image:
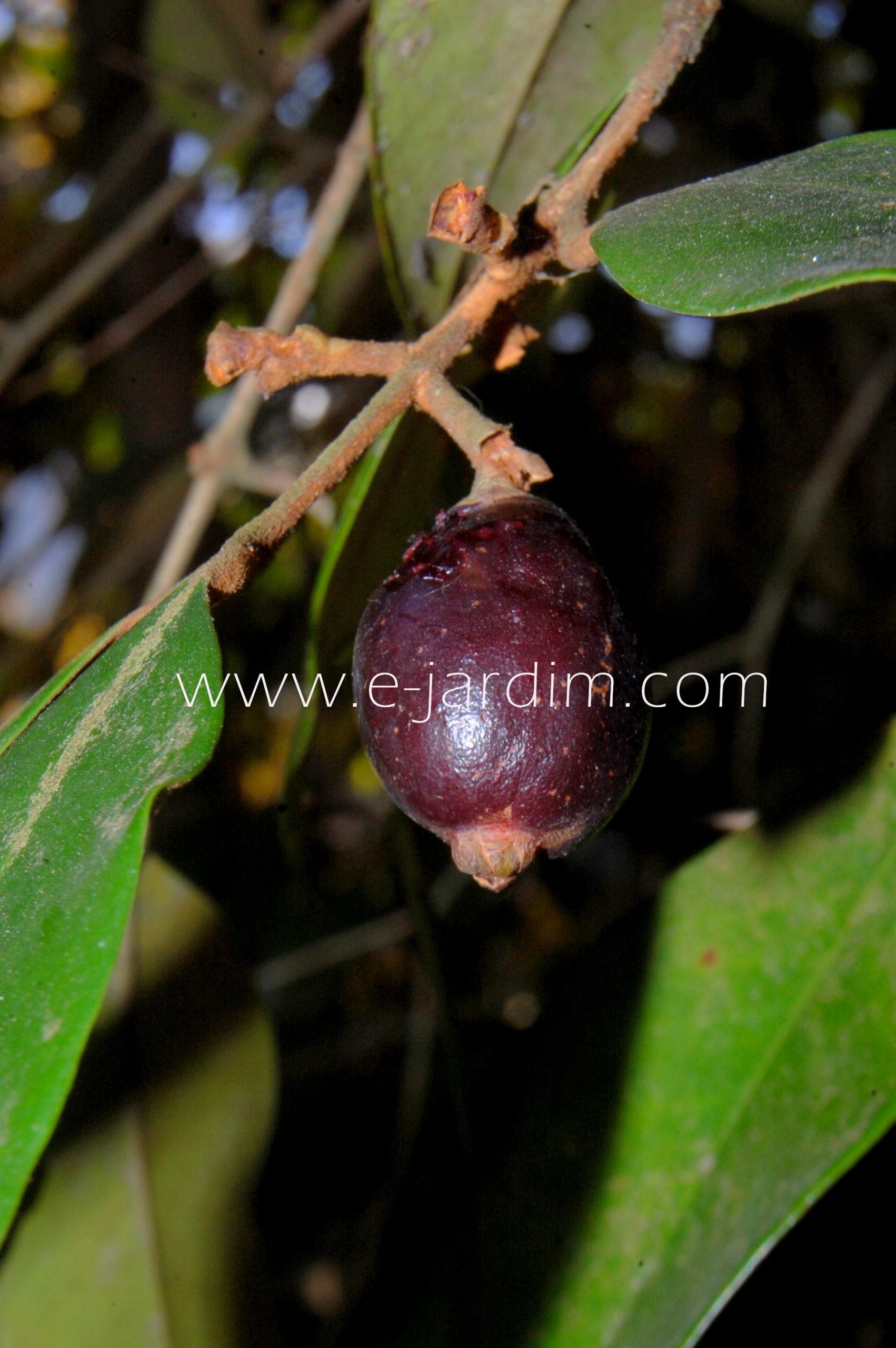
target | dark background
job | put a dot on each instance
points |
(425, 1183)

——————

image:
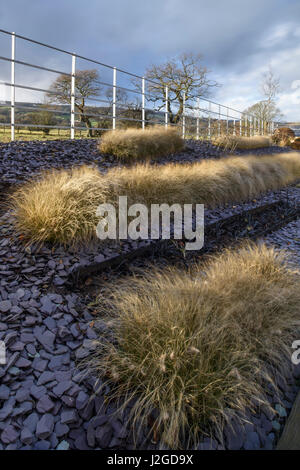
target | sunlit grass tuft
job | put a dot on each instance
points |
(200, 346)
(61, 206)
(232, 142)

——————

| GOAL |
Count the lines in the data above that contain the string "target". Report only the number.

| CORRECT ANSWER |
2